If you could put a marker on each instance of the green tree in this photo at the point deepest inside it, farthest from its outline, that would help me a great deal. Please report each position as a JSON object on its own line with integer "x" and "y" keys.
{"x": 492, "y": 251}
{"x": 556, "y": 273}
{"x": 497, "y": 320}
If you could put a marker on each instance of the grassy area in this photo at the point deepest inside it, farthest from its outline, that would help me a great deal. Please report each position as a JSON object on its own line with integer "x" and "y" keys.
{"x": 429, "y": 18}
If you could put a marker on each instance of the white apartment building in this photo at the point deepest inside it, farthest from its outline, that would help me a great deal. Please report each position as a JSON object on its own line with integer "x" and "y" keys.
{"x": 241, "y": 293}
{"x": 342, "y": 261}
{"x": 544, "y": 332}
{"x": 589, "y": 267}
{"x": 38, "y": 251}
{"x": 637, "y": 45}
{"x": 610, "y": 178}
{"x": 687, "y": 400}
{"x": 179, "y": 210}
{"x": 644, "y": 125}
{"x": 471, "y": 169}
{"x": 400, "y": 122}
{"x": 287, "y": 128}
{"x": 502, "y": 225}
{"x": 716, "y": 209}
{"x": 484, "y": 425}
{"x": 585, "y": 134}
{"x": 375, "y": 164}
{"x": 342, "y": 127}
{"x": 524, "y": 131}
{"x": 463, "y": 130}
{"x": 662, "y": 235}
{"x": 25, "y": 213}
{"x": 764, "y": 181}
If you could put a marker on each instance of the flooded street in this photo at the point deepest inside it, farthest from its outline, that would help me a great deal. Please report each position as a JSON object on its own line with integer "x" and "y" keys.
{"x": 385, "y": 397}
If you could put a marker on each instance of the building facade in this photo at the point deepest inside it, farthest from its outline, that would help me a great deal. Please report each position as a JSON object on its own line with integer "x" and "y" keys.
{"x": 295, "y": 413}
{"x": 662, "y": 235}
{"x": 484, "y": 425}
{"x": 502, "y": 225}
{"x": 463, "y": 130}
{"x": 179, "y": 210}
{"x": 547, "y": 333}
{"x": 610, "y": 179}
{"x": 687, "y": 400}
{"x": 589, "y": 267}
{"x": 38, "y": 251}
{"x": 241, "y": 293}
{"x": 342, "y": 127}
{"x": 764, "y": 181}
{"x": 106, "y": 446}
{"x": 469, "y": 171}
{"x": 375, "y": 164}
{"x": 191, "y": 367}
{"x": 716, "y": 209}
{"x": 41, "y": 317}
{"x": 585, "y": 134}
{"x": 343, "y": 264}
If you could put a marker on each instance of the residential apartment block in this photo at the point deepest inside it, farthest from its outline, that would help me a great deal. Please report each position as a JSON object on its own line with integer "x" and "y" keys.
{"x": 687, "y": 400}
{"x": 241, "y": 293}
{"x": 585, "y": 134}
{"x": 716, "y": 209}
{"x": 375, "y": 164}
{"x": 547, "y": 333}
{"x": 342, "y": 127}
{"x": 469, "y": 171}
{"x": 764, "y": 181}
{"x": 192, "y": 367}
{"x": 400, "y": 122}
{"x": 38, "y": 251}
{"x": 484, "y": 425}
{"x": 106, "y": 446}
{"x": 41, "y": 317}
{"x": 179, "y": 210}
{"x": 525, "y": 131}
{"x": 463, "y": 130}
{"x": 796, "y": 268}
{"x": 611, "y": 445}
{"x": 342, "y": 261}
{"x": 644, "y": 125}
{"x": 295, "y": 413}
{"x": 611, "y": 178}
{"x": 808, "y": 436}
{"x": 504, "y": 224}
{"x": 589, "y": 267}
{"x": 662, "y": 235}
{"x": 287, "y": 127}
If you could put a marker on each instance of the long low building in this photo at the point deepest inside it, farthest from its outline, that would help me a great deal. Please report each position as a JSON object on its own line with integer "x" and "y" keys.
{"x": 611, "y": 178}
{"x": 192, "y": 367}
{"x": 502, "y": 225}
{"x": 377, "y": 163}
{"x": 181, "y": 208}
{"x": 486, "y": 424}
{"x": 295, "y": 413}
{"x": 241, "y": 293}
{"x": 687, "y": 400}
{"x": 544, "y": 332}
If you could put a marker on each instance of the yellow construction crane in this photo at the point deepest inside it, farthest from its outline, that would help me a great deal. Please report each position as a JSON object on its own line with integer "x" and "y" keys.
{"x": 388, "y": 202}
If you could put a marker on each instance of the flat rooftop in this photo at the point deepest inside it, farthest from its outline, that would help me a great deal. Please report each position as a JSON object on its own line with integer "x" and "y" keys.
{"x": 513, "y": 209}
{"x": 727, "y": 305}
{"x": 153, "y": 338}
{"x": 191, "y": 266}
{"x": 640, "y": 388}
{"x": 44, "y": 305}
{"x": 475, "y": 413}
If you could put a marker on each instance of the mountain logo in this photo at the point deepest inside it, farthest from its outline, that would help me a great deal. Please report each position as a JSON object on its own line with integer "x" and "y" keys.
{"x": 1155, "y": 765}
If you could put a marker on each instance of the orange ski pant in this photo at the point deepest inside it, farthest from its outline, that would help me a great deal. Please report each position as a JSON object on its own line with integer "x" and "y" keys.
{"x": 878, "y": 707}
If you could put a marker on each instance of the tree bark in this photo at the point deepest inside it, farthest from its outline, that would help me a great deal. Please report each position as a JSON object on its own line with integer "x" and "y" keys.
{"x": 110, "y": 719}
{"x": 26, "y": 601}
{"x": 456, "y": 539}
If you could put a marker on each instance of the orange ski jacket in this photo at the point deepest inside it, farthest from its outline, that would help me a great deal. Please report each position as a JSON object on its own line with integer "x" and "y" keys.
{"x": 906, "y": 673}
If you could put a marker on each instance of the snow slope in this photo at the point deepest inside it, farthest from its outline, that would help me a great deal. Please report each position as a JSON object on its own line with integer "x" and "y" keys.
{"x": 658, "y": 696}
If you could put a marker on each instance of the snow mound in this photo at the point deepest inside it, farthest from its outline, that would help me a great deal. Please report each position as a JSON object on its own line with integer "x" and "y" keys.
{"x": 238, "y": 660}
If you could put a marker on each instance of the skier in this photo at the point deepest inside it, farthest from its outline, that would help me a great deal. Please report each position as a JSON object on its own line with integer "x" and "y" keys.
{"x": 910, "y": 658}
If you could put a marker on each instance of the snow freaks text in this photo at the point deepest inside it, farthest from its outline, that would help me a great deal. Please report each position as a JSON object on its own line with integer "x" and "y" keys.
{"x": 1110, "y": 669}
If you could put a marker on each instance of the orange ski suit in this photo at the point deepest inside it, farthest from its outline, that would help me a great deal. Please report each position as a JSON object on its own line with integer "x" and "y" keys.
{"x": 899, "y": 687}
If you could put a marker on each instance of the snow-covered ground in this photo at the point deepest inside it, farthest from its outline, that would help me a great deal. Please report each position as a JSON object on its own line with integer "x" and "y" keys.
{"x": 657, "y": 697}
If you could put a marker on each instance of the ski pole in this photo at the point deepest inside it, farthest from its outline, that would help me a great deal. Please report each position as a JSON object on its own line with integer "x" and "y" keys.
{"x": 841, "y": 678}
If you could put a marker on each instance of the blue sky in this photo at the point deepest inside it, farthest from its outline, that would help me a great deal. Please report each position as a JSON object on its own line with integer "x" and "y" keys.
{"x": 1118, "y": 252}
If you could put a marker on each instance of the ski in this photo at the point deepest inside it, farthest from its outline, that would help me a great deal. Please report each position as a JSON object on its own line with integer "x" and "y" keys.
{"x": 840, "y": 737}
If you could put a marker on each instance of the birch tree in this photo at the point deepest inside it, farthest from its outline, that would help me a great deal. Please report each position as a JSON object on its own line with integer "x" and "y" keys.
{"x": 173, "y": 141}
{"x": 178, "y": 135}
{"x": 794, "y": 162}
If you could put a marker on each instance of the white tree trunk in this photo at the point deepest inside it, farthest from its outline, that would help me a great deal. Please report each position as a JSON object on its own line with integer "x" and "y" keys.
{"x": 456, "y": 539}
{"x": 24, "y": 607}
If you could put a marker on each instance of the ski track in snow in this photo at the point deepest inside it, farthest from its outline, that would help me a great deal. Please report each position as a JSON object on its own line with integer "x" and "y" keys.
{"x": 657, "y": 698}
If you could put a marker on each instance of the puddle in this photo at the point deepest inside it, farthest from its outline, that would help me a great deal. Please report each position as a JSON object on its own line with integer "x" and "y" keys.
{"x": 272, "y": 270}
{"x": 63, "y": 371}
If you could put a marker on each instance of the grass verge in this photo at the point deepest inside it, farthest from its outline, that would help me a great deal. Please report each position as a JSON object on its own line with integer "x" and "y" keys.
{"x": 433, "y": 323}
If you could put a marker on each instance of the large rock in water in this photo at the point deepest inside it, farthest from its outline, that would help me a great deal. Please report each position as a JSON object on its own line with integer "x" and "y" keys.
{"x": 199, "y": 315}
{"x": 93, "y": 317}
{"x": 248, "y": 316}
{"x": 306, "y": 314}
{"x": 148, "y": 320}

────────

## WORK TO COMPLETE:
Please set down, word for word, the part of the material that opens with the line containing "of the birch" and runs to the end of the material.

## CORRECT OUTPUT:
If you could put a marker on each instance of the birch tree in this photo at the point deepest inside it, farthest from its outline, that would help me a great deal. Please report each position as a JSON object on its own line with integer "x" and "y" keys.
{"x": 173, "y": 141}
{"x": 178, "y": 135}
{"x": 794, "y": 162}
If you could put a marker on each instance of the white tree trunk in this photo at the point deepest inside it, farthest from its outline, that would help me a great deal. Please report each position as a JSON object on its own line with integer "x" and "y" keys.
{"x": 456, "y": 539}
{"x": 24, "y": 607}
If you could put a marker on each instance of the ski track in snow in this photo at the point deepest inside it, farthest from its outline, that would help me a great deal. Please report each position as a JSON object on its own line with integer "x" and "y" keys.
{"x": 657, "y": 698}
If you could put a marker on each instance of the puddle in this photo at the point deepest inside it, farthest from its outline, that would help me a great deal. Please report each position as a JSON object on its own line with integer "x" and "y" keys.
{"x": 272, "y": 270}
{"x": 63, "y": 371}
If you could put a marker on each instance of the grass verge in this photo at the point deepest inside it, farthest from its outline, that would help me a great deal. Please report each position as a JSON object on its own line with integer "x" and "y" keys.
{"x": 433, "y": 323}
If you could put a marker on each instance of the large rock in water in this photo at the point deepest inside it, farthest from its outline, that would help me a great deal. Please report each position as a JSON object on its own line with integer "x" and "y" keys.
{"x": 199, "y": 315}
{"x": 93, "y": 317}
{"x": 248, "y": 316}
{"x": 306, "y": 314}
{"x": 148, "y": 320}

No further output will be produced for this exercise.